Change "marker" to "point" throughout the records below, keeping every other line the same, and omit the pictures from your answer.

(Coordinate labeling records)
BEGIN

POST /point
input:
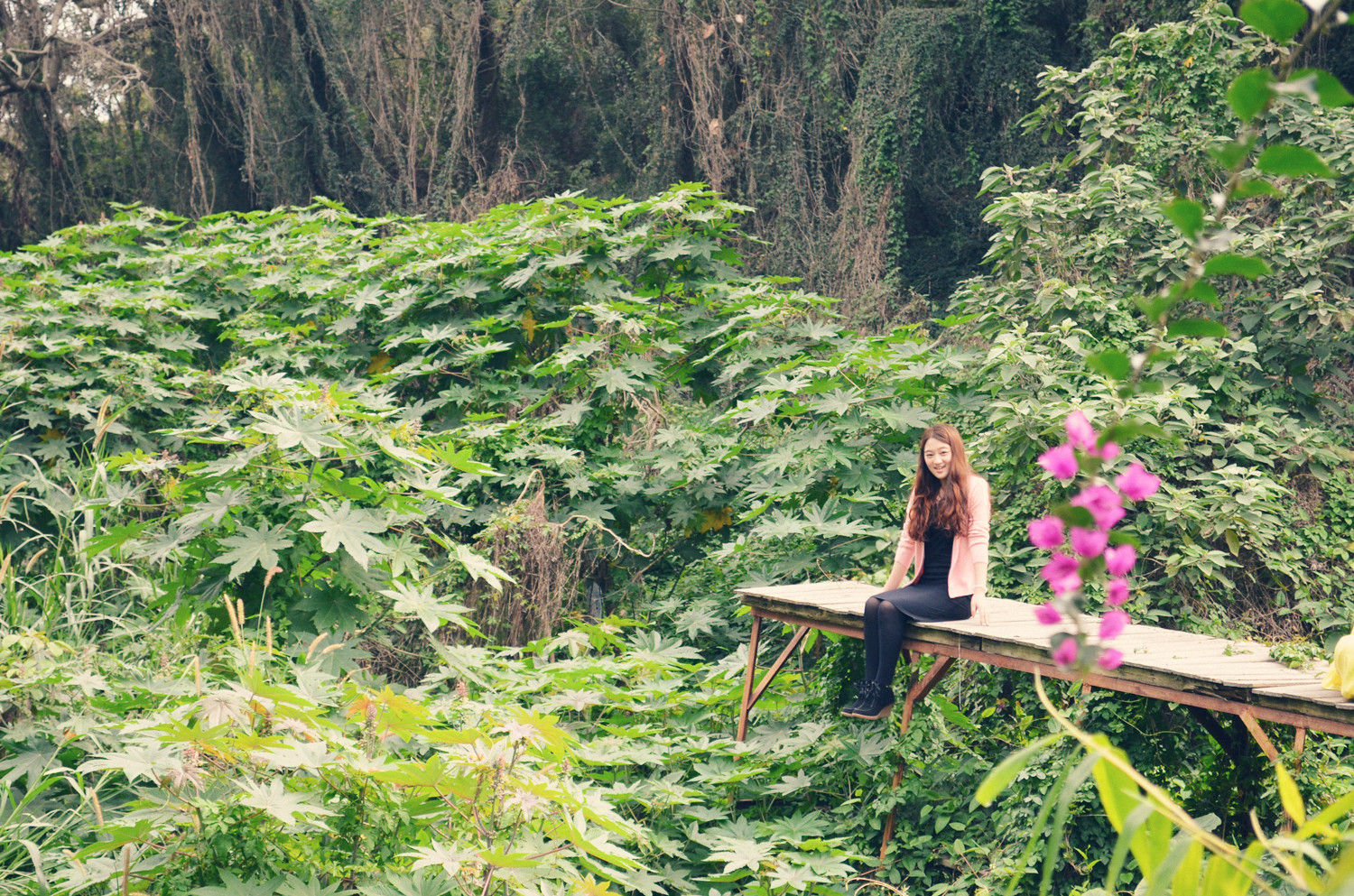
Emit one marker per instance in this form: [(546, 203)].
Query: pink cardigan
[(969, 547)]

END

— Completed task —
POST /point
input:
Emit one point per instance in this form: [(546, 203)].
Query: pink cardigan
[(969, 547)]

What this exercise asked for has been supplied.